Quoted text:
○ ○ ○ ○ ○ ○ ○

PostgreSQL logical replication hands-on


PostgreSQL logical replication replicate data objects and their changes between two instances of PostgreSQL. PostgreSQL logical replication is the equivalent of MySQL replication and what you would achieve with GoldenGate in Oracle.

Opposite to PostgreSQL physical replication which replicate byte to byte PostgreSQL logical replication allow you to fine grained choose which objects you aim to replicate. This would target few below objectives (see official documentation for a more verbose list):

  • Replicate only a subset of a database, few schemas or few objects, and allow to manage read-write other objects in parallel in another schema.
  • Implement upgrade scenario between different major releases (physical replication in only between same major releases).
  • Making a subset of the source database available for reporting with additional indexes for performance.

○ ○ ○ ○ ○ ○ ○

Supplied material:
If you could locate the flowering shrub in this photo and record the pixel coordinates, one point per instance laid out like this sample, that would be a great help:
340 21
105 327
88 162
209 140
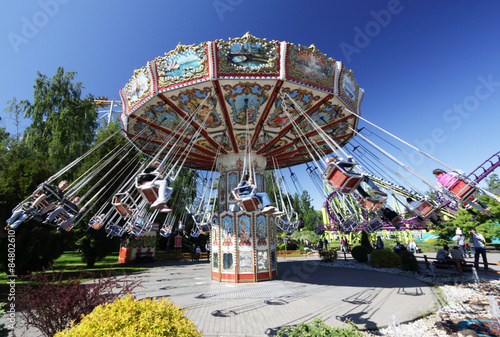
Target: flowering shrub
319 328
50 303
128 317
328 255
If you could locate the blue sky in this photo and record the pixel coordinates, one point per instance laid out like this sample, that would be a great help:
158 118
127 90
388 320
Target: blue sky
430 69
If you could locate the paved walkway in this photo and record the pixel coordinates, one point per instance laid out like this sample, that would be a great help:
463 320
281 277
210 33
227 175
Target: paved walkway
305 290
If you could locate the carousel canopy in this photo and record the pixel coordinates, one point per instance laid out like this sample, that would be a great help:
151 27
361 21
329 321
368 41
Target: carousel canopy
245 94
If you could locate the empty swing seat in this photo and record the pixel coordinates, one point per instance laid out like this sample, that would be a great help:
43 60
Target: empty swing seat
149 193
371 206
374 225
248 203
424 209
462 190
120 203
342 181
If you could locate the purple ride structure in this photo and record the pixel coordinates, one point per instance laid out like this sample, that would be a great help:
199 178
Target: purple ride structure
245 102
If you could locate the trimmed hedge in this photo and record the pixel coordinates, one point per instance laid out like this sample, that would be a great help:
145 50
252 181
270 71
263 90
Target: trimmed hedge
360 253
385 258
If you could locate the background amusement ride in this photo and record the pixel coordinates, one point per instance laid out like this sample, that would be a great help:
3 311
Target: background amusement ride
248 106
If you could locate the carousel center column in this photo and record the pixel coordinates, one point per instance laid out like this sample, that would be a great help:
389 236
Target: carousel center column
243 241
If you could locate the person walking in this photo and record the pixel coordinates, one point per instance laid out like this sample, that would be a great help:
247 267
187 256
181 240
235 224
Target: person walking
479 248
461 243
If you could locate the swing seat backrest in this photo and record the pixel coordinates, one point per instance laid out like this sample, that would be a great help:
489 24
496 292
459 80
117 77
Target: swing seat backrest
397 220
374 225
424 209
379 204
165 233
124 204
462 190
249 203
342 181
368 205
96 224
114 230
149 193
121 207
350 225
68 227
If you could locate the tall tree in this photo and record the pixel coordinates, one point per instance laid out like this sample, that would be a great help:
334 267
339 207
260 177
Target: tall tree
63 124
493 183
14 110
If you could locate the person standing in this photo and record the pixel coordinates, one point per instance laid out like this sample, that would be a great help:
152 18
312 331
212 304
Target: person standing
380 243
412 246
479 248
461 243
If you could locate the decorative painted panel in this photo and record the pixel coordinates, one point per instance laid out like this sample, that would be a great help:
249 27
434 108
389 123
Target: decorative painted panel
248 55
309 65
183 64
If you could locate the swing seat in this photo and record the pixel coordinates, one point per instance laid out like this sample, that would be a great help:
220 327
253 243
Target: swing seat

○ ○ ○ ○ ○ ○ ○

Problems to work on:
A) Which Oracle tool does the text on PostgreSQL logical replication name as achieving what logical replication does?
B) Write out the text on PostgreSQL logical replication from "PostgreSQL logical replication replicate" to "in another schema.".
C) Extend the text on PostgreSQL logical replication from its final sentence onward.

Outputs for the tasks:
A) GoldenGate.

B)
PostgreSQL logical replication replicate data objects and their changes between two instances of PostgreSQL. PostgreSQL logical replication is the equivalent of MySQL replication and what you would achieve with GoldenGate in Oracle.

Opposite to PostgreSQL physical replication which replicate byte to byte PostgreSQL logical replication allow you to fine grained choose which objects you aim to replicate. This would target few below objectives (see official documentation for a more verbose list):

  • Replicate only a subset of a database, few schemas or few objects, and allow to manage read-write other objects in parallel in another schema.

C)
In PostgreSQL logical replication wording it works by publication on source database and subscription, to those publications, on target database:


In all logical replication technologies there is something inherent that is the presence of a primary key in the objects you plan to replicate this to easily find the corresponding rows on the target database. Not having a primary key is possible but you must understand the performance impact that could it implies…

My test environment will be made of two virtual machines:

  • ( will be my primary server
  • ( will be my standby server

There are both running Oracle Enterprise Linux OEL 8.4 and PostgreSQL 14.

PostgreSQL configuration

I have created two distinct PostgreSQL instance on my two servers with the below default postgresql.conf configuration file (that is initially created from the non commented out variables from default file):

listen_addresses = '' # Match server name
port = 5433
archive_mode = on
archive_command = 'test ! -f /postgres/arch/%f && cp %p /postgres/arch/%f'
wal_level = logical # Not required on target instance
max_connections = 100                   # (change requires restart)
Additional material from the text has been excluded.